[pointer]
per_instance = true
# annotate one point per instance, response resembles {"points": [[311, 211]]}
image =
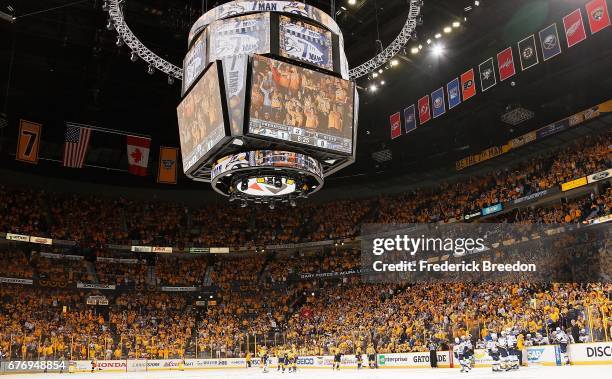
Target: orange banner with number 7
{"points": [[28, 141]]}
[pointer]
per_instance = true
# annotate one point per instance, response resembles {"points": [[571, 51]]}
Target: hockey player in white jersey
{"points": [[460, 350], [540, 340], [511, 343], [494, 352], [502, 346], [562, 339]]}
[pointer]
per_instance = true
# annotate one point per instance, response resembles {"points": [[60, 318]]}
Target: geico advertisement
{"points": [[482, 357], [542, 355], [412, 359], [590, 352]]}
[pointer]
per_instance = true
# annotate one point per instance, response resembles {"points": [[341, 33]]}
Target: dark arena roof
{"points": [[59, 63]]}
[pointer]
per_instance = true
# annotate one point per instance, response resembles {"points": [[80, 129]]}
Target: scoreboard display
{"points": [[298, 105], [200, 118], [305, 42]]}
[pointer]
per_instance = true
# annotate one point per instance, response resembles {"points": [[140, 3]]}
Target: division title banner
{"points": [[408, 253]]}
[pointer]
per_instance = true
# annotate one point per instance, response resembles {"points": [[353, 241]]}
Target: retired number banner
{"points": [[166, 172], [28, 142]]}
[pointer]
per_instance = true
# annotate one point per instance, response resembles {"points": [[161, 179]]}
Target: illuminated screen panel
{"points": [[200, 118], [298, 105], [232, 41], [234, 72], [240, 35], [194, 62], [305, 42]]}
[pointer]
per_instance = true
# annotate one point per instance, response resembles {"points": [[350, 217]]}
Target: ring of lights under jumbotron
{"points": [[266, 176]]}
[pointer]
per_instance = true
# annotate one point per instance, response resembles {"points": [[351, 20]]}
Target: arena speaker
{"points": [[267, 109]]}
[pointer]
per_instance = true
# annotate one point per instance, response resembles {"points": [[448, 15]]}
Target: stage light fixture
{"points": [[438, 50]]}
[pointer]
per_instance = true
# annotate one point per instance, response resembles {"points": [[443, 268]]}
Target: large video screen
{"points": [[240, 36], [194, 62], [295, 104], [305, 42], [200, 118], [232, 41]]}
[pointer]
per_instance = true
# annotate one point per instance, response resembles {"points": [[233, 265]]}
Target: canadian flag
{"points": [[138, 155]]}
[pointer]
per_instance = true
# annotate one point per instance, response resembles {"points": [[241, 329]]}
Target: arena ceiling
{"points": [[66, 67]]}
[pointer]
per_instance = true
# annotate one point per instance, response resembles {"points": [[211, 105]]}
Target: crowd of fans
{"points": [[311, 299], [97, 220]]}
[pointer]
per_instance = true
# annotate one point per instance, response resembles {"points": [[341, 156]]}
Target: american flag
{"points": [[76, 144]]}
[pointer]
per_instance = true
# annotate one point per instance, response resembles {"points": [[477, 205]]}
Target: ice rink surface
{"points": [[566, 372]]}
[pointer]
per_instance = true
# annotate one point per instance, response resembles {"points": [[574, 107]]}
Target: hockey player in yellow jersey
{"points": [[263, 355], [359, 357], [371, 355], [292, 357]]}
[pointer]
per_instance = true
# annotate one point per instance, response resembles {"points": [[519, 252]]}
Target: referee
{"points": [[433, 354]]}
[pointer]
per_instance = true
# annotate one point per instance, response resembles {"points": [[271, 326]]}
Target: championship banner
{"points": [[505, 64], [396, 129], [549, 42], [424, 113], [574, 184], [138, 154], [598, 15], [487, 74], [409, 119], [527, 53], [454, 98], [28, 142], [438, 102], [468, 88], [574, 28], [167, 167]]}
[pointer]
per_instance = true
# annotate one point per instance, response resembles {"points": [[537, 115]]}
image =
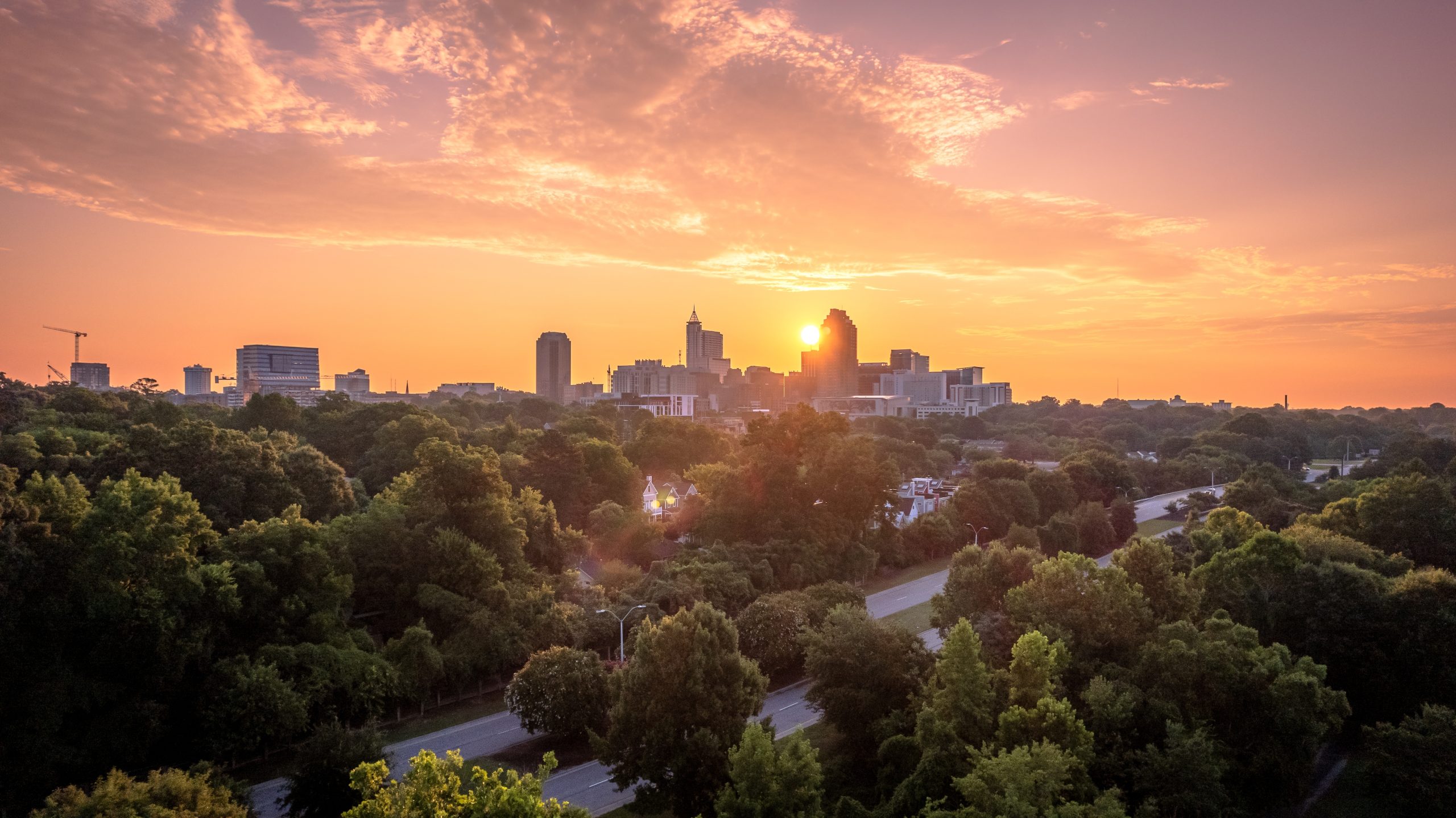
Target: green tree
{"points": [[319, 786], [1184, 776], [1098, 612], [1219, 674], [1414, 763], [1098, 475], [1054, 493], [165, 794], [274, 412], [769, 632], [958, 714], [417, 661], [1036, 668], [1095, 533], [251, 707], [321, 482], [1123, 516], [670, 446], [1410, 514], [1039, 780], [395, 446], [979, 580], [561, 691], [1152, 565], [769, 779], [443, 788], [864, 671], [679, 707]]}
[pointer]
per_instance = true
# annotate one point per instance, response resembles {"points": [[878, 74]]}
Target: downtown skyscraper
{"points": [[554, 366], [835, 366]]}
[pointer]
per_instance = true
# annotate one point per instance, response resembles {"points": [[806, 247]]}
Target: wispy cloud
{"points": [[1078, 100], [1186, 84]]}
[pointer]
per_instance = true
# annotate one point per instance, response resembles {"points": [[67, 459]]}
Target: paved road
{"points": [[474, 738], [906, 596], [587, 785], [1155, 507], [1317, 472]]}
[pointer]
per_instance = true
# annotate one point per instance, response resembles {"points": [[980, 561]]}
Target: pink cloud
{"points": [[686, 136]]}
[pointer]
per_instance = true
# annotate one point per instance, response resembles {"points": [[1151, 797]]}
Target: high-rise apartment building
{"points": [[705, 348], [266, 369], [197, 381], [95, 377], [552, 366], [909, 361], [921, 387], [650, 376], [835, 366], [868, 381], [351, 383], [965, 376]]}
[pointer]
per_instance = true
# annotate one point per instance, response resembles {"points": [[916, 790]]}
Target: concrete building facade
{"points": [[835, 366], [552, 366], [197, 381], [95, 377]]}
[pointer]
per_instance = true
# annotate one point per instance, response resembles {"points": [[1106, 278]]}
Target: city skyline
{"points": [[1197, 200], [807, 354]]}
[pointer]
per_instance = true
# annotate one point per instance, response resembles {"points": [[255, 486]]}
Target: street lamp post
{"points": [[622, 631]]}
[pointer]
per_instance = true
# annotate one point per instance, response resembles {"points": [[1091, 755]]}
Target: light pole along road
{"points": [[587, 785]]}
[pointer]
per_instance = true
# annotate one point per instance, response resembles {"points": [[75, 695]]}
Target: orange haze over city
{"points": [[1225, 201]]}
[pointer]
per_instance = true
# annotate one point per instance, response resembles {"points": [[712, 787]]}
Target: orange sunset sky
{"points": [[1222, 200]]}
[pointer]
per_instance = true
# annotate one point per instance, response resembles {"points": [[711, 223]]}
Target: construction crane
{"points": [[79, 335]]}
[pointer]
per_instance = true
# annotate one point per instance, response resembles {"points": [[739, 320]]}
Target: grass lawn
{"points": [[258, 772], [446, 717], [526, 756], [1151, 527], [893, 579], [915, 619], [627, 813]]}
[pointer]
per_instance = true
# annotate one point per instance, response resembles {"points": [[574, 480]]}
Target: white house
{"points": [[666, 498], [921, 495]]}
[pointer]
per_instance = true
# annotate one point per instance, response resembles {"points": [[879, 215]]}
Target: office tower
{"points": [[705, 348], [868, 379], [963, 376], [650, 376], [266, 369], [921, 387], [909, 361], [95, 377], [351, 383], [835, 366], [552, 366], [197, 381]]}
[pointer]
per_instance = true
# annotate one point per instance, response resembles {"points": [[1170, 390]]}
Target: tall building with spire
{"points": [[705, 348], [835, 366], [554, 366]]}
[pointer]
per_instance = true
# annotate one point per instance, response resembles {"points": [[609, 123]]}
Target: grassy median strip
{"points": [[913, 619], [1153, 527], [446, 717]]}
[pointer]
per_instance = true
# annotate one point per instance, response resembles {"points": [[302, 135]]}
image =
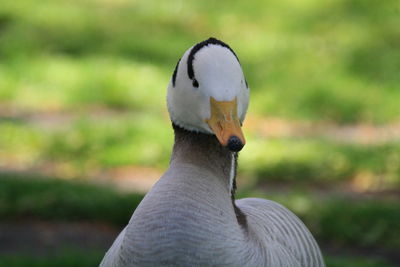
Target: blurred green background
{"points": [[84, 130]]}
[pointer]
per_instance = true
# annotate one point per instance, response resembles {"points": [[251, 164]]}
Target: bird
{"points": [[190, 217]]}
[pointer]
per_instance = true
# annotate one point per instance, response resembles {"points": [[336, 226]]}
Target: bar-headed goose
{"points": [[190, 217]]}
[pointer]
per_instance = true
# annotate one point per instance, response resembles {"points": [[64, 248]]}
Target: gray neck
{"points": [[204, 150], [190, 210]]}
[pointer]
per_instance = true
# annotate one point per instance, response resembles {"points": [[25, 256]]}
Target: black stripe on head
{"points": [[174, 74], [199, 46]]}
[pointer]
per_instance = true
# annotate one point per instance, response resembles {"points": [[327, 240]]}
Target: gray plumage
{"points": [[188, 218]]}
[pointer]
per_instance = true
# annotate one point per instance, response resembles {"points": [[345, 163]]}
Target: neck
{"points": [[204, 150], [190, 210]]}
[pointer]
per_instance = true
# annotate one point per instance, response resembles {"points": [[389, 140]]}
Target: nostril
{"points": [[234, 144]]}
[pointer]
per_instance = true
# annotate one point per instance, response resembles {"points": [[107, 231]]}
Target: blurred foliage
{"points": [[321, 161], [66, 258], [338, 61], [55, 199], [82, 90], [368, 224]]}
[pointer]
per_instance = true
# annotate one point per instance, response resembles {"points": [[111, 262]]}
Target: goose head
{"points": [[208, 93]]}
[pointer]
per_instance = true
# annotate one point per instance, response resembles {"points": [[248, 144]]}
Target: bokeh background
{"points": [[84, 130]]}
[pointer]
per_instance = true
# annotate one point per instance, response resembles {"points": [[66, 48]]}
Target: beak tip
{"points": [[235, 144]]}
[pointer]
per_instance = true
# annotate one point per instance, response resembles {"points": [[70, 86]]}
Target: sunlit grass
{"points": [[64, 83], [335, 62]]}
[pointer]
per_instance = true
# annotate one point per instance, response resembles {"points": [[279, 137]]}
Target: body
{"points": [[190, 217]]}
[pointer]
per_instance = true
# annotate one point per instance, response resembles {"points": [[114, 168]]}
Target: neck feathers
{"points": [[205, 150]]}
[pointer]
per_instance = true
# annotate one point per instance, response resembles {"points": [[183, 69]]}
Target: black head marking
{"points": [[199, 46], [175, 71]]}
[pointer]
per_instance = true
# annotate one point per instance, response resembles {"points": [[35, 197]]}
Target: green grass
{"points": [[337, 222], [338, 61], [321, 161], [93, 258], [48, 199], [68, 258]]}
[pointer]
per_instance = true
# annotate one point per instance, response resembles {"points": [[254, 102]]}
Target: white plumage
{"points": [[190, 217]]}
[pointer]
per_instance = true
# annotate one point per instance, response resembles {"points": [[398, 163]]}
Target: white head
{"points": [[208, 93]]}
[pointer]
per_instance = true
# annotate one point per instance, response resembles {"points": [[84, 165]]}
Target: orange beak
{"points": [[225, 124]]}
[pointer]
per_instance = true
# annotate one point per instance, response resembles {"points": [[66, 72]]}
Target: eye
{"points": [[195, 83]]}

----

_Try it_. Skip all lines ahead of the one containing "Target: neck feathers". Reproduce that line and the remainder of the listing above exactly.

_Response_.
Target: neck feathers
{"points": [[205, 150]]}
[pointer]
per_instance = true
# annotate one point per instance, response resembles {"points": [[183, 69]]}
Target: black head marking
{"points": [[199, 46], [175, 71]]}
[pointer]
per_instance = true
# annotate one point per instance, response resembles {"points": [[35, 197]]}
Target: green grass
{"points": [[337, 222], [338, 61], [321, 161], [93, 258], [48, 199], [68, 258]]}
[pointer]
per_instance = true
# annotate one point per instance, response resembles {"points": [[254, 102]]}
Target: white plumage
{"points": [[190, 217]]}
[pointer]
per_instance = true
# annotate one point per instance, response resembles {"points": [[398, 163]]}
Target: white head
{"points": [[208, 93]]}
[pointer]
per_instance = true
# annotate one point per instance, response resembles {"points": [[84, 165]]}
Target: orange beak
{"points": [[225, 124]]}
[pointer]
per_instance = true
# annotate one point per instance, response resembles {"points": [[66, 72]]}
Target: eye
{"points": [[195, 83]]}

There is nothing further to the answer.